WHAT THE EXERCISE ASKS:
Go through the listing below from the line containing "Expected: one point per instance of the cloudy" to its last line, retyping each line exactly and nothing else.
[DATA SUPPLIED Boundary: Start]
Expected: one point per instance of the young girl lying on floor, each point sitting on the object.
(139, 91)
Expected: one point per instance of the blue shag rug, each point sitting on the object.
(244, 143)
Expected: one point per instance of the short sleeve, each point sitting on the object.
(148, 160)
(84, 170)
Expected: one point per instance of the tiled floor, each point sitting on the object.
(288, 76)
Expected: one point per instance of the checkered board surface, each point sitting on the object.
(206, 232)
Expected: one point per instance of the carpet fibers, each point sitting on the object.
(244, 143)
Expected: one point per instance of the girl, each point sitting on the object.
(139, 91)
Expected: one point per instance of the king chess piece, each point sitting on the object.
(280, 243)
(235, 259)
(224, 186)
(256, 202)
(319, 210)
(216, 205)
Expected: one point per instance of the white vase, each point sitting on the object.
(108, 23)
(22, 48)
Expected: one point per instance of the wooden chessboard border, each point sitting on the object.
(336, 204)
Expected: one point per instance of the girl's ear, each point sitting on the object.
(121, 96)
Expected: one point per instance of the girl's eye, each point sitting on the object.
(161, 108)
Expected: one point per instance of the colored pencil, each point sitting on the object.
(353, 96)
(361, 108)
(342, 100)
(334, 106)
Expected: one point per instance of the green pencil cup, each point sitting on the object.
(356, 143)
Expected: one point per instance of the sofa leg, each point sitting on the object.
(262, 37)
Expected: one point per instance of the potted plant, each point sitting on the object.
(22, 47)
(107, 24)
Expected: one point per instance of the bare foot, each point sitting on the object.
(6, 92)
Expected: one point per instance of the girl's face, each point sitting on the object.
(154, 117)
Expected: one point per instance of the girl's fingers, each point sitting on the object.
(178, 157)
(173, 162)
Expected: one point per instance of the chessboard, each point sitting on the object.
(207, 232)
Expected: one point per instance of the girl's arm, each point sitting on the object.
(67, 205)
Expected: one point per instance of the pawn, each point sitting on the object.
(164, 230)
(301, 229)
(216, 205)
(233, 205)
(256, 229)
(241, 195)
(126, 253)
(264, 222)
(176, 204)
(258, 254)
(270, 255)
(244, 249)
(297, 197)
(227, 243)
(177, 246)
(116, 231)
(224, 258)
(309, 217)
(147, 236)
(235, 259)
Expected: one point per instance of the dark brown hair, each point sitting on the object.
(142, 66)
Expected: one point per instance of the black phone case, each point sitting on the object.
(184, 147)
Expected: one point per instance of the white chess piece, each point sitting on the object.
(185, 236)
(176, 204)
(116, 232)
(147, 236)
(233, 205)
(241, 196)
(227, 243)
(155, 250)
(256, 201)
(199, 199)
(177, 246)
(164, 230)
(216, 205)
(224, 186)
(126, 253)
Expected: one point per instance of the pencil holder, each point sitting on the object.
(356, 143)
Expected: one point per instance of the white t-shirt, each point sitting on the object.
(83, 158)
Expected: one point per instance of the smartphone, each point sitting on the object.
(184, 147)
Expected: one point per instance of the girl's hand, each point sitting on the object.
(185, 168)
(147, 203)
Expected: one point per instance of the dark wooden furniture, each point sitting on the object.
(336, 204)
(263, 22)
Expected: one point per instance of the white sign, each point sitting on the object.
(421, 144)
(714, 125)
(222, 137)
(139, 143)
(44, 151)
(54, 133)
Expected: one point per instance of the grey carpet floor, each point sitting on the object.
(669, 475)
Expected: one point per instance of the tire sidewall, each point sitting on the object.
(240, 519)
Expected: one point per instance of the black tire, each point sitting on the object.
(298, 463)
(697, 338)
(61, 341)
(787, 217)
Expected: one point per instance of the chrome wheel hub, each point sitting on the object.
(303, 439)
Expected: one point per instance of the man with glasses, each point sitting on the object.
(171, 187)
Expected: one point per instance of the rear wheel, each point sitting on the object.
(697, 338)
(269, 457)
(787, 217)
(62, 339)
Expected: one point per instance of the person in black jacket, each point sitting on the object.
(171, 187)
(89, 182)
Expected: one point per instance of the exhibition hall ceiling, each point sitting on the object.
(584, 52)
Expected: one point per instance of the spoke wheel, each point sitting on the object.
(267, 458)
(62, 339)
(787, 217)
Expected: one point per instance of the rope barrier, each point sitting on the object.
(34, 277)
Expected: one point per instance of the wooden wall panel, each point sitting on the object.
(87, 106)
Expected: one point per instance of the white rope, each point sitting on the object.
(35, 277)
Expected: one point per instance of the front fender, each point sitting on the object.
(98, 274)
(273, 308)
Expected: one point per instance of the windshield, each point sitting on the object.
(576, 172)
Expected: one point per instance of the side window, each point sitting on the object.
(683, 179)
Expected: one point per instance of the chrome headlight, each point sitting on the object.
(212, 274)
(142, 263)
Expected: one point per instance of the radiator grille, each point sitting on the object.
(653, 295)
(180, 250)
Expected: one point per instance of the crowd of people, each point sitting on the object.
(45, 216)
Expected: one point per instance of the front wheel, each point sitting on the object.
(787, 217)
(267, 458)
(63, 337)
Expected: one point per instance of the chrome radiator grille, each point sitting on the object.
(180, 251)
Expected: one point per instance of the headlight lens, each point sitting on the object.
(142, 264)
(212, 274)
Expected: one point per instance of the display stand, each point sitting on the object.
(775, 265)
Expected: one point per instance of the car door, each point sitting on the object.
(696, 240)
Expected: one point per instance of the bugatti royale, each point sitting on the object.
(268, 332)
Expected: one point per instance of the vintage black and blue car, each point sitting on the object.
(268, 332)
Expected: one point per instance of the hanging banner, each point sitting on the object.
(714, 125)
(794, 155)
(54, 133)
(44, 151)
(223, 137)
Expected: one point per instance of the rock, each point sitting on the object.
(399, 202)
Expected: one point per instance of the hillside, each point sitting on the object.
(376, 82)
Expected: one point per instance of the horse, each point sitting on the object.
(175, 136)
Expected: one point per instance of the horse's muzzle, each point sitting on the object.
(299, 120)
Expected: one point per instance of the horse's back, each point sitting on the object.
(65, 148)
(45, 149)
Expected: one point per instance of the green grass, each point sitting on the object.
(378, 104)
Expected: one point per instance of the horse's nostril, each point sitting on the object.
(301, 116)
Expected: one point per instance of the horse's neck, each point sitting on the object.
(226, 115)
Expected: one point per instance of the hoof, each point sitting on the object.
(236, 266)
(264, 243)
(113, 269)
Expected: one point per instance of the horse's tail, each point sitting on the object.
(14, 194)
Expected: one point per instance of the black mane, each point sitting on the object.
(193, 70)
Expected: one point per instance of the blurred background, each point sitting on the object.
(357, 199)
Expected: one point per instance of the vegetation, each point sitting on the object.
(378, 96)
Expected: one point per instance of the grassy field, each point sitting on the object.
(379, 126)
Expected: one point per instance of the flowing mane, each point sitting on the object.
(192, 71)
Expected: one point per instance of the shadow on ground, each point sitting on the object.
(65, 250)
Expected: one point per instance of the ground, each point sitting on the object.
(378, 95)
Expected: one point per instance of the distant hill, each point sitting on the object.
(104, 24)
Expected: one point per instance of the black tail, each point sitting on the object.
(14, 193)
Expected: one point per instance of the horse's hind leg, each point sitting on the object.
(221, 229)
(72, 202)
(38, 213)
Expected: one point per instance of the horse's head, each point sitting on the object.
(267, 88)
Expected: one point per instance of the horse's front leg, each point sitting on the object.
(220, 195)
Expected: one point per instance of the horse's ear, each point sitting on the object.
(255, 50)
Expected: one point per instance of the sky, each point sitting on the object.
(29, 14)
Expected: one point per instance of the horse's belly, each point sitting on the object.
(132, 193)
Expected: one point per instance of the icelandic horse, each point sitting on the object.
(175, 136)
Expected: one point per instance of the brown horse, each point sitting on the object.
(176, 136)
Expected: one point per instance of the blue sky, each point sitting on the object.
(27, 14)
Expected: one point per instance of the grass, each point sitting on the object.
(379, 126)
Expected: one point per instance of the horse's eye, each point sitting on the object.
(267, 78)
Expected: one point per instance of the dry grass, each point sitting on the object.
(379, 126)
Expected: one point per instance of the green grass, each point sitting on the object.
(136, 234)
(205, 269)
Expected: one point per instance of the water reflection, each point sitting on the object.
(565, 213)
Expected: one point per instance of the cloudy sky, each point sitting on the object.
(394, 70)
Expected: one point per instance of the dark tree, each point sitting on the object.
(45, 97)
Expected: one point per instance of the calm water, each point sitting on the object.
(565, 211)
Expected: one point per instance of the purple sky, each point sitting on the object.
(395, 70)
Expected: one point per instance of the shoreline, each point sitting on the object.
[DATA SUPPLIED Boundary: End]
TASK ANSWER:
Expected: one point per instance of the cloudy sky, each point sitting on the object.
(394, 70)
Expected: one point per instance of the dark tree, each point sitting on the object.
(45, 97)
Expected: one point per instance of the calm water, each point sitting on the object.
(565, 211)
Expected: one point per instance of the purple sky, each point sitting on the object.
(395, 70)
Expected: one point per instance of the shoreline, each point sitting on the object.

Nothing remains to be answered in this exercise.